(Stored data)
------------------------------------------------------------

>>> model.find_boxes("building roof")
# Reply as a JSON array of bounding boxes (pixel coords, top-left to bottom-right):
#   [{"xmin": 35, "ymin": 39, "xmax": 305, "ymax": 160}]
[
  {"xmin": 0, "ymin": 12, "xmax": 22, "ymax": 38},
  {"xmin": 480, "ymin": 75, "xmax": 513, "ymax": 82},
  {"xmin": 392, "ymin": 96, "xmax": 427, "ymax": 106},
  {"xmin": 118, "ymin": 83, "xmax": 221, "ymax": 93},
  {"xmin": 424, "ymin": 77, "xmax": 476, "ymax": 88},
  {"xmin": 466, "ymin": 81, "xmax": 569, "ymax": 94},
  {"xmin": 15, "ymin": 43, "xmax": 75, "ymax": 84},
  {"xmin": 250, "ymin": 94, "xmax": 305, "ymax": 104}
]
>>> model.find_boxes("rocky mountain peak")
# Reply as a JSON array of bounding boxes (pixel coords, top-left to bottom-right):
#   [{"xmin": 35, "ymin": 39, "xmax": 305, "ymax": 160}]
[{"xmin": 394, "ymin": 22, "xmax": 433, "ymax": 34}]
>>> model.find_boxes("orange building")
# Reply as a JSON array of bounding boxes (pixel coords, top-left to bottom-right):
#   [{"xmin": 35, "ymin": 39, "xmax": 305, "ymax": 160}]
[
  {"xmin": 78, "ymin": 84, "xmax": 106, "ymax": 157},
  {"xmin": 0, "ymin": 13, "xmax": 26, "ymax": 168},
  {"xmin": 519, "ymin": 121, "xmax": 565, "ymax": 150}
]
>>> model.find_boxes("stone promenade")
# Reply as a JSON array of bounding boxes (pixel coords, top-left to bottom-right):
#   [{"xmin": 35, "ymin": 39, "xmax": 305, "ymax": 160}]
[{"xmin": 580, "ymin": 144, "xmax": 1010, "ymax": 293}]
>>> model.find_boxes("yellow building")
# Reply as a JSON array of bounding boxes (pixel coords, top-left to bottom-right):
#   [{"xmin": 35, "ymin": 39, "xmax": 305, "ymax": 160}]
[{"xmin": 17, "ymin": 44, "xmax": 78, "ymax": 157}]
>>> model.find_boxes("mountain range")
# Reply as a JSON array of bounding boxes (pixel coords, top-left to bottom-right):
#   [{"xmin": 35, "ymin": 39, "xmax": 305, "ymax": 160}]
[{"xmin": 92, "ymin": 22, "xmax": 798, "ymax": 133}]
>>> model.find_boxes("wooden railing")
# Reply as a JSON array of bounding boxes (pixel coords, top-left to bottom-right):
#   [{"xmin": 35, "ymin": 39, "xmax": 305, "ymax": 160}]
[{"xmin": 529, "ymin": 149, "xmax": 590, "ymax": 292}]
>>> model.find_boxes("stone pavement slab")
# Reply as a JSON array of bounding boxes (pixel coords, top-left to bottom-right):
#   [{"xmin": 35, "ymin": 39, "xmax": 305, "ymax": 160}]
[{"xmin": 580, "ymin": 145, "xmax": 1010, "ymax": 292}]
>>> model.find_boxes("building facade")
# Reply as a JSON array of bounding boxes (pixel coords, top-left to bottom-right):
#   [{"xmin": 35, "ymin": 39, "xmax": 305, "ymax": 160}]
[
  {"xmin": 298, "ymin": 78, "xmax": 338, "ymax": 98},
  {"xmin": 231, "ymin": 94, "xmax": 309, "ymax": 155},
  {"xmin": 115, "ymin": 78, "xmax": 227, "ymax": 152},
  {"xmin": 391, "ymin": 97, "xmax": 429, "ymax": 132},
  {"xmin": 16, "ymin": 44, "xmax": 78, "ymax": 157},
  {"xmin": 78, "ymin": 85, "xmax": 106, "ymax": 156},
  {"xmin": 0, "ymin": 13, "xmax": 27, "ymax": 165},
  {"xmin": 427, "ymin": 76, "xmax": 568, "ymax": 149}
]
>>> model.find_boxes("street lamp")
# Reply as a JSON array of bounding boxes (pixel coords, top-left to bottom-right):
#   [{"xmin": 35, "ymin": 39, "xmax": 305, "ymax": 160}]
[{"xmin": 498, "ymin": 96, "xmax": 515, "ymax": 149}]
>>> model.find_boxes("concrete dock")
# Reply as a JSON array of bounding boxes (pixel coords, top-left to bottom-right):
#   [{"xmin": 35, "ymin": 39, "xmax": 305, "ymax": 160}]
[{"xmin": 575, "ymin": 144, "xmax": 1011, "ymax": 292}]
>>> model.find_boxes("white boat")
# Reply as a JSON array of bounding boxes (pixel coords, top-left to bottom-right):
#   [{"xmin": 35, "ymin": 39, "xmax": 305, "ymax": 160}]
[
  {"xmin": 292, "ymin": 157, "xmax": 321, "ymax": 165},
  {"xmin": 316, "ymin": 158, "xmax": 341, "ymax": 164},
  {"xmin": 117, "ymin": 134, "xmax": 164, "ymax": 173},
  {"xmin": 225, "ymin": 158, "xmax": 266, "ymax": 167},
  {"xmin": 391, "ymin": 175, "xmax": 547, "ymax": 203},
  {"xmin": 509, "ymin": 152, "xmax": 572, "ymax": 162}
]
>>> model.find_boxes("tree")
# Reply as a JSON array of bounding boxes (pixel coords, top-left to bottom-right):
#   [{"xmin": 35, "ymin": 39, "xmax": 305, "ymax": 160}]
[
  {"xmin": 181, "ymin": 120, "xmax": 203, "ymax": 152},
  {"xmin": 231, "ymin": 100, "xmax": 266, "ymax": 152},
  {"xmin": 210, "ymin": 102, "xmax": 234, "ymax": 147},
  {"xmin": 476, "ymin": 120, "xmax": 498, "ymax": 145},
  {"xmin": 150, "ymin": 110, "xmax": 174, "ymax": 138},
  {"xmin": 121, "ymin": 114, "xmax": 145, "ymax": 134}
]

------------------------------------------------------------

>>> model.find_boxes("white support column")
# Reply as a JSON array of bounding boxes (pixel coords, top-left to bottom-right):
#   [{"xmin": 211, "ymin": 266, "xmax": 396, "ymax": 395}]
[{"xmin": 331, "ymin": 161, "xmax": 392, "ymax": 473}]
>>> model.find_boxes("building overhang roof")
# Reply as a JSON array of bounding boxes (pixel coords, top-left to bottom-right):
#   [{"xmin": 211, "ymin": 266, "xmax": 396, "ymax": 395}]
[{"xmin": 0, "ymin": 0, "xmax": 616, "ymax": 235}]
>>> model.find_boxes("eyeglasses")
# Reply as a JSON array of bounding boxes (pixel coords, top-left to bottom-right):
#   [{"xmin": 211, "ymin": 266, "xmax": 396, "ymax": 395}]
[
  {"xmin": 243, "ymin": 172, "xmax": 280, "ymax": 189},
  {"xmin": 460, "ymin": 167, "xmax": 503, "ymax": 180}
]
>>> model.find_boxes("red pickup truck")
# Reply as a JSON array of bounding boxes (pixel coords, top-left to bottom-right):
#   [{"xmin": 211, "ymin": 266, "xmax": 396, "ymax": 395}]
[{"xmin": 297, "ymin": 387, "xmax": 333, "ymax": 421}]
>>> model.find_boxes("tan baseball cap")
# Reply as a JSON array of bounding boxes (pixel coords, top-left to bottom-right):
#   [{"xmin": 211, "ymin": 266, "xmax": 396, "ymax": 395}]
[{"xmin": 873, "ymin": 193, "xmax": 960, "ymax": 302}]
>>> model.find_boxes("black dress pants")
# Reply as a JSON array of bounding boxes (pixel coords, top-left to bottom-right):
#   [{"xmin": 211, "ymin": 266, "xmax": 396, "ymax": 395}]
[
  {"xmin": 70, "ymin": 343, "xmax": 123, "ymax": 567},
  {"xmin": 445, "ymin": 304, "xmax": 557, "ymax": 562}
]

------------------------------------------------------------

(Aim) Extract every line in the rows above that contains the string "mountain". Copy each one verbatim.

(Answer)
>>> model.find_boxes("rocky mountain peak")
>>> model.find_boxes("mountain range")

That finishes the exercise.